This is the old me. Shouting at my angry child who doesn't want to, and actually cannot, listen to me.

I would remind. Then I'd explain (lecture). Then I'd nag. Then I'd guilt. Then I'd yell.

It was exhausting.

And it didn't change my angry child's behavior (misbehavior). I had to do something different.

Here's what I did:

I didn't say anything.

She didn't do her chores so I did her chores for her.

Yup. I sure did.

By Friday afternoon she was excitedly talking to me about a sleepover with her BFFs (they're twins). I told her we need to discuss it after her volleyball practice. She never brought it up again that day. I carried on with my evening.

Saturday she came home after having lunch with her dad and informed me that she's going to get ready to go to her BFFs' house for a sleepover.

I inform her that not only did we not discuss it but she is in fact NOT going to do that.

EXCERPTED RECORDS >>
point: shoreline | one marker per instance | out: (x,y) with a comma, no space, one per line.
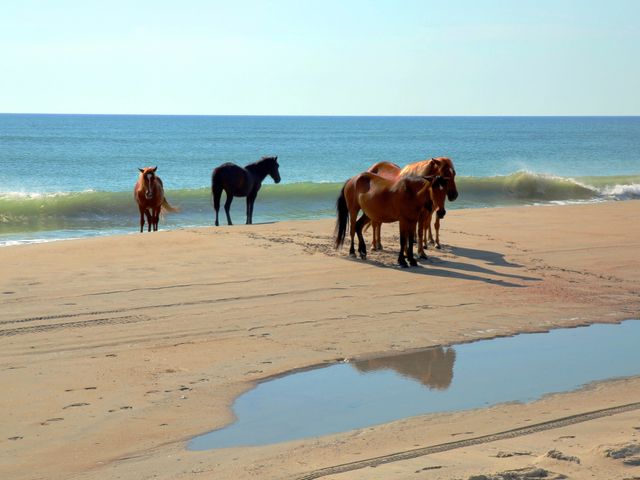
(109,333)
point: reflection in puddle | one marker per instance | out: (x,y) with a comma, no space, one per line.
(433,367)
(345,396)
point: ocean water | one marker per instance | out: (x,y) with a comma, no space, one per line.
(69,176)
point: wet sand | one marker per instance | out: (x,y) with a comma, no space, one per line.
(116,351)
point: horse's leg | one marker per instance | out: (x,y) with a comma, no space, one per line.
(411,234)
(437,227)
(251,198)
(156,218)
(147,213)
(353,215)
(142,210)
(403,244)
(362,246)
(227,207)
(421,231)
(217,193)
(429,227)
(376,244)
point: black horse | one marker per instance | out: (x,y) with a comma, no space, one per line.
(241,182)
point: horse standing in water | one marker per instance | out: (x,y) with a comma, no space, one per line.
(241,182)
(384,201)
(149,194)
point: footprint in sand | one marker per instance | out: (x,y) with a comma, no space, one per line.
(79,404)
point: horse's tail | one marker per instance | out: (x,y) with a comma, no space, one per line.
(166,207)
(342,211)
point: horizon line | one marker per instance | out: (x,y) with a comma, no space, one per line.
(324,115)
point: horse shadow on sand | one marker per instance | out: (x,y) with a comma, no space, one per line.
(437,266)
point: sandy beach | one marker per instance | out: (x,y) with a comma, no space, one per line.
(117,350)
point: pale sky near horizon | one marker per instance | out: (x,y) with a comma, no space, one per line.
(328,57)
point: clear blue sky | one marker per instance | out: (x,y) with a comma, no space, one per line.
(327,57)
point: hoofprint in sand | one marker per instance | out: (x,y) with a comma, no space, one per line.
(118,350)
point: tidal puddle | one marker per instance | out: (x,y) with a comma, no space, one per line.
(359,394)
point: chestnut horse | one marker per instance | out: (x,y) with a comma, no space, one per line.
(443,168)
(381,200)
(149,194)
(241,182)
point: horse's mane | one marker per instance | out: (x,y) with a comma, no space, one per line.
(260,163)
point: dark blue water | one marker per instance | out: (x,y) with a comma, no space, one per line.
(72,175)
(349,396)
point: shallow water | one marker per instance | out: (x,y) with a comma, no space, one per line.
(68,176)
(355,395)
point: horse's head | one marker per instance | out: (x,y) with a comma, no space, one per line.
(447,171)
(273,168)
(439,189)
(148,176)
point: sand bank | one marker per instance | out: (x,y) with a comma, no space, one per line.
(117,350)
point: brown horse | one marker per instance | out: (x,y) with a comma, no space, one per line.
(387,170)
(149,193)
(381,200)
(444,187)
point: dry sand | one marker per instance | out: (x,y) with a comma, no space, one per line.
(115,351)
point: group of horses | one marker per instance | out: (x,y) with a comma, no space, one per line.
(228,177)
(388,193)
(385,193)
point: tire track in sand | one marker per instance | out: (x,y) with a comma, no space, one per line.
(493,437)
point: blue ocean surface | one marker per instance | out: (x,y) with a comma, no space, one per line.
(68,176)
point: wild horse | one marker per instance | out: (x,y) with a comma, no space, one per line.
(443,168)
(149,194)
(381,200)
(241,182)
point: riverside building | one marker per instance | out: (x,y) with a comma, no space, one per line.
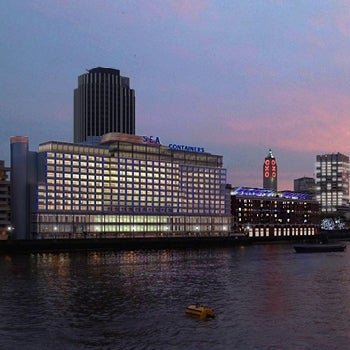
(103,103)
(332,183)
(259,212)
(128,186)
(5,206)
(270,172)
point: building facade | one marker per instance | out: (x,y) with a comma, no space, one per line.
(5,203)
(270,172)
(260,213)
(103,103)
(129,186)
(305,185)
(332,183)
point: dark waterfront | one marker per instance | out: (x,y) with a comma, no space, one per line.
(265,297)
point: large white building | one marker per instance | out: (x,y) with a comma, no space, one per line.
(332,182)
(128,186)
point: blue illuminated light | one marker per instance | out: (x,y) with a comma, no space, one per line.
(261,192)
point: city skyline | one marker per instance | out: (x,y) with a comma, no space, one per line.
(235,78)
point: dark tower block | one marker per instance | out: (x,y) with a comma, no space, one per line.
(103,103)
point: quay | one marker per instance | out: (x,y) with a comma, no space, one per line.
(171,242)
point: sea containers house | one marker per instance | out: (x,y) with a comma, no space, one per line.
(127,186)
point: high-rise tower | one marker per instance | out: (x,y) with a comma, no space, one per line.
(103,103)
(270,172)
(332,182)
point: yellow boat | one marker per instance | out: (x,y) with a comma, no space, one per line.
(200,311)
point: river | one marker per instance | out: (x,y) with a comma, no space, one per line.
(265,297)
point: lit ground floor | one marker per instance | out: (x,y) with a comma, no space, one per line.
(77,226)
(278,231)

TASK INSTRUCTIONS >>
1. In the parenting excerpt, what did the writer do when the daughter didn't do her chores?
2. Pick up the parenting excerpt after its final sentence and keep writing.
The material comes from a separate source.

RESPONSE LIST >>
1. The writer did the chores for her.

2.
She asked why.

I told her that she didn't do her chores so I did them. And my reward for doing her chores is that I don't have to drive her anywhere. And that she would be around in the morning to help me organize the coat closet.

her: PLEEEEAAAAAASSSSEEEEEEE

me: No.

her: But Mom, they're expecting me. PLEASE! I'll do the litter from now on! I'll wake up on time.

me: No.

her: PLEEEEEAAAAAASSSSSSSEEEEEEE! Mom! PLEEEEEEAAAAAASSSSSSEEEEE!

me: You know that doesn't work with me.

her: Mom, really. Please? I'll do better!

me: Asked and answered (I should have said that one "please" ago).

her: I'm not talking to you.

me:

So Sunday she hid out in her room ignoring me. I woke her to help with the closet. In spite of herself, we shared a few laughs at what we found (and a few "eeewwwww" moments, too). She disappeared into her room again. I woke her from a nap to go to church. She had trouble staying mad but I could tell she really wanted to. By the end of the church service, she was talking to me again.

But wait, there's more!

8:30pm Dinner has been eaten. The kitchen is clean. I'm sitting on the couch wondering if I could justify going to bed before 9pm.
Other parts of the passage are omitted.